RECORD EXCERPTS:
§ §

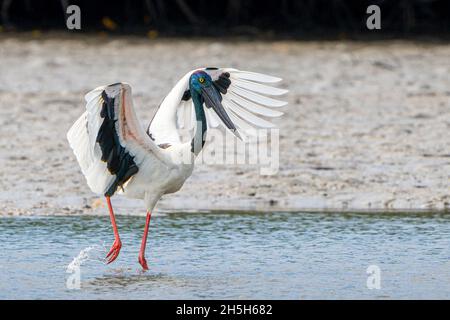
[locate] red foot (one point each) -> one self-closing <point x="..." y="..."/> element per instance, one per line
<point x="143" y="262"/>
<point x="114" y="251"/>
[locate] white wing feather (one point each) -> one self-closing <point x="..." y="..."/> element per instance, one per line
<point x="249" y="97"/>
<point x="82" y="136"/>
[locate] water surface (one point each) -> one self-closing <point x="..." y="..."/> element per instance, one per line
<point x="230" y="255"/>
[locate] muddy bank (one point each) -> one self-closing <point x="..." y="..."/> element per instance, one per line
<point x="367" y="126"/>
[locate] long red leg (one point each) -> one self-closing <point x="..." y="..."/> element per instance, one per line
<point x="117" y="245"/>
<point x="142" y="260"/>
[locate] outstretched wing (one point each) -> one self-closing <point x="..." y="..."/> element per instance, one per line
<point x="248" y="98"/>
<point x="108" y="140"/>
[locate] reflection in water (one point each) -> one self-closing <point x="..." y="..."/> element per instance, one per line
<point x="230" y="255"/>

§ §

SET TASK: Retype the whole listing, keeping every line identical and omitting all pictures.

RIGHT ANSWER:
[locate] red foot (one point each) -> one self-closing <point x="..." y="..."/> element per instance, one per line
<point x="143" y="262"/>
<point x="114" y="251"/>
[locate] white wing feather (one point each) -> one self-closing <point x="..." y="..."/> element per instance, one per line
<point x="249" y="97"/>
<point x="82" y="136"/>
[locate] water surface (one point each) -> one self-closing <point x="..." y="..."/> element per instance, one per line
<point x="230" y="255"/>
[locate] muddy bank (one point each) -> one self-closing <point x="..." y="..."/> element per instance, one per line
<point x="367" y="126"/>
[locate] long red leg (one point each) -> one self-closing <point x="..." y="..."/> element per instance, one per line
<point x="117" y="245"/>
<point x="142" y="260"/>
[locate] outstretched wing (one point each) -> one self-closing <point x="..." y="..."/> element per instance, one per line
<point x="248" y="98"/>
<point x="108" y="140"/>
[locate] reflection in water (one point each) -> one self-closing <point x="..." y="..."/> element per instance, one per line
<point x="230" y="255"/>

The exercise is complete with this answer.